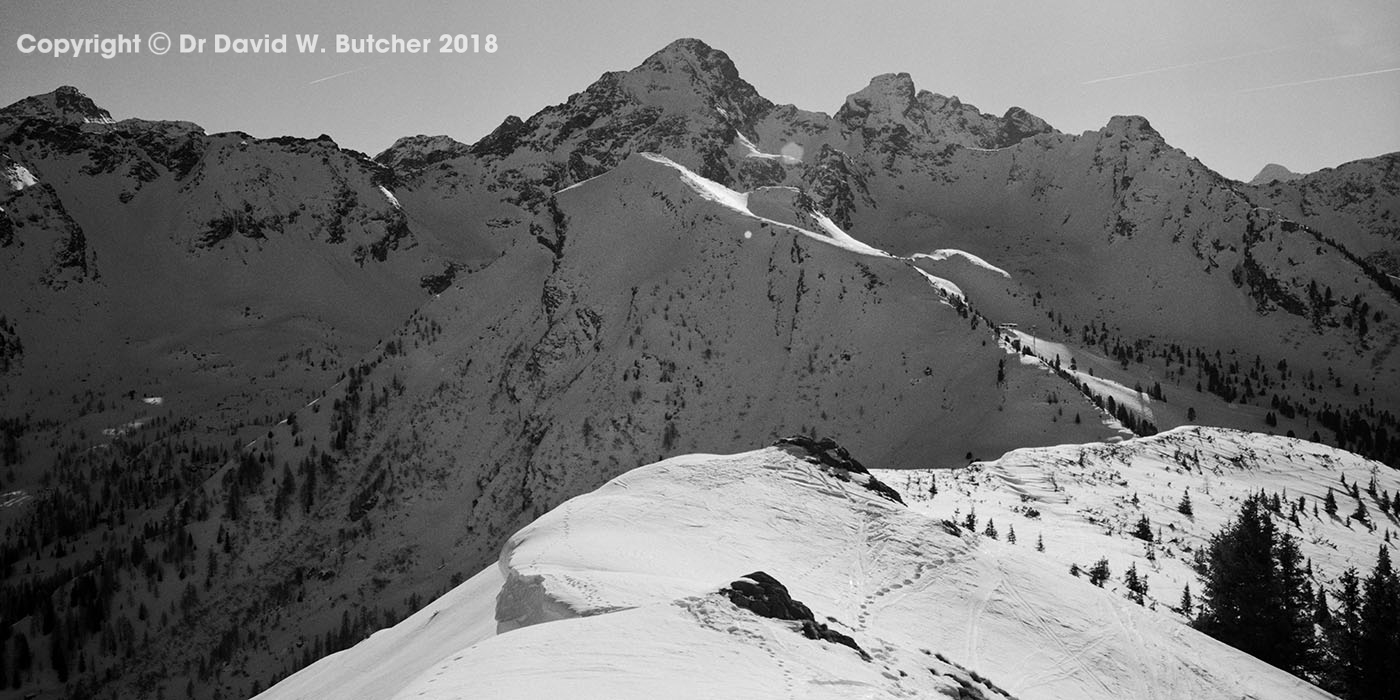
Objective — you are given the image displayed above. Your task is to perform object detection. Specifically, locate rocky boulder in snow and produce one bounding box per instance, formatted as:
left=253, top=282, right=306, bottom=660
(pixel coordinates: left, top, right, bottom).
left=777, top=435, right=904, bottom=505
left=720, top=571, right=871, bottom=661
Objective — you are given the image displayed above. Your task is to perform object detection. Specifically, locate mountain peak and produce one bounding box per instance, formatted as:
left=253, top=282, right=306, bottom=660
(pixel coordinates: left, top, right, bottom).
left=1102, top=115, right=1163, bottom=141
left=836, top=73, right=917, bottom=125
left=637, top=39, right=753, bottom=91
left=1249, top=162, right=1302, bottom=185
left=0, top=85, right=116, bottom=125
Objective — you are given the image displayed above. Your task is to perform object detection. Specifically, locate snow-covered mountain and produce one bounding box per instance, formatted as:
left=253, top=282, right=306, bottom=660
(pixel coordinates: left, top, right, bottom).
left=875, top=427, right=1400, bottom=616
left=1249, top=162, right=1305, bottom=185
left=258, top=430, right=1338, bottom=700
left=0, top=39, right=1400, bottom=697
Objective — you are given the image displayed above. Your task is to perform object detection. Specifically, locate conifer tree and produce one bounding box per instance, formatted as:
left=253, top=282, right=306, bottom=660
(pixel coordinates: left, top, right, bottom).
left=1123, top=561, right=1147, bottom=605
left=1133, top=515, right=1152, bottom=542
left=1089, top=559, right=1113, bottom=588
left=1354, top=546, right=1400, bottom=697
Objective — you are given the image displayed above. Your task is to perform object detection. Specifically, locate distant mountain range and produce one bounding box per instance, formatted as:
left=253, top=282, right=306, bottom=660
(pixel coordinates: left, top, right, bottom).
left=0, top=39, right=1400, bottom=699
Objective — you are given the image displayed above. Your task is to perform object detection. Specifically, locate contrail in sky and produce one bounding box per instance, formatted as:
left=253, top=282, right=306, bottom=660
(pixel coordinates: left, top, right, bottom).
left=307, top=64, right=374, bottom=85
left=1081, top=46, right=1292, bottom=85
left=1240, top=66, right=1400, bottom=92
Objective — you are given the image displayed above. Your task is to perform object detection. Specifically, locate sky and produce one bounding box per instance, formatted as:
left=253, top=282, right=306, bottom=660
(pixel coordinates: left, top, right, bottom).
left=0, top=0, right=1400, bottom=179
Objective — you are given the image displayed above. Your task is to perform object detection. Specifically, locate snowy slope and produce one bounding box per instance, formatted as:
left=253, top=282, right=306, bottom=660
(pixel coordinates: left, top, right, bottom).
left=879, top=427, right=1400, bottom=630
left=259, top=447, right=1327, bottom=700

########################################

Directions: Copy every entry above word for word, leaving out the picture.

Response for this exercise:
Objective — you are given the image displayed above. Your task is to perform object detection. Specifically, locate rocky boulder in snow and produce one bounding box per instance, formatted as:
left=253, top=282, right=306, bottom=660
(pixel coordinates: left, top, right, bottom).
left=777, top=435, right=904, bottom=505
left=720, top=571, right=871, bottom=661
Objective — you are given the image displayed above. Your task is to perform object detection. Specifically, locate mountain peak and produce one bounding box per instance, formatted as:
left=253, top=282, right=306, bottom=660
(pixel coordinates: left, top, right, bottom).
left=1102, top=115, right=1163, bottom=141
left=836, top=73, right=917, bottom=125
left=637, top=39, right=753, bottom=91
left=1249, top=162, right=1302, bottom=185
left=0, top=85, right=116, bottom=125
Objective — you are given the image displayed above. Your task is to perform object detection. Specifically, locate snow-covered mountain and produce one bounding box per instance, formatted as:
left=253, top=282, right=306, bottom=660
(pixel coordinates: left, top, right, bottom).
left=875, top=427, right=1400, bottom=616
left=1249, top=162, right=1305, bottom=185
left=258, top=430, right=1338, bottom=700
left=0, top=39, right=1400, bottom=697
Objective — you are given the image displayed above. Your task is to perform object detection. Specifically, locate conifer tree and produce one bounding box per instance, formatted as:
left=253, top=282, right=306, bottom=660
(pixel coordinates: left, top, right, bottom).
left=1123, top=561, right=1147, bottom=605
left=1133, top=515, right=1152, bottom=542
left=1089, top=559, right=1113, bottom=588
left=1354, top=546, right=1400, bottom=697
Objective — you are given the image displayed above. Your task is to perform object detection. Specifically, locate distant mountain range and produce one bounding box per instance, formatted as:
left=253, top=282, right=306, bottom=660
(pixel coordinates: left, top, right, bottom).
left=0, top=39, right=1400, bottom=699
Objective — you are given the image displayed above. Your task is to perform object detection. Specifically, locate contrail in sky and produce one bounding box per instance, formatted as:
left=253, top=282, right=306, bottom=660
(pixel coordinates: left, top, right, bottom).
left=307, top=64, right=374, bottom=85
left=1081, top=46, right=1292, bottom=85
left=1240, top=66, right=1400, bottom=92
Objective — you are given the image displayed above. Your task is to perform object detection. Specifically, locate sky and produce one bounding box per instance, formatted as:
left=253, top=282, right=306, bottom=660
(pixel coordinates: left, top, right, bottom).
left=0, top=0, right=1400, bottom=179
Objective — you are given the image displayed above. Your task is to perform object detection. Specifically, locate snowy slope and produce one bounding box per instance, formatted as:
left=253, top=282, right=306, bottom=660
(pixel coordinates: left, top, right, bottom).
left=879, top=427, right=1400, bottom=630
left=259, top=447, right=1327, bottom=700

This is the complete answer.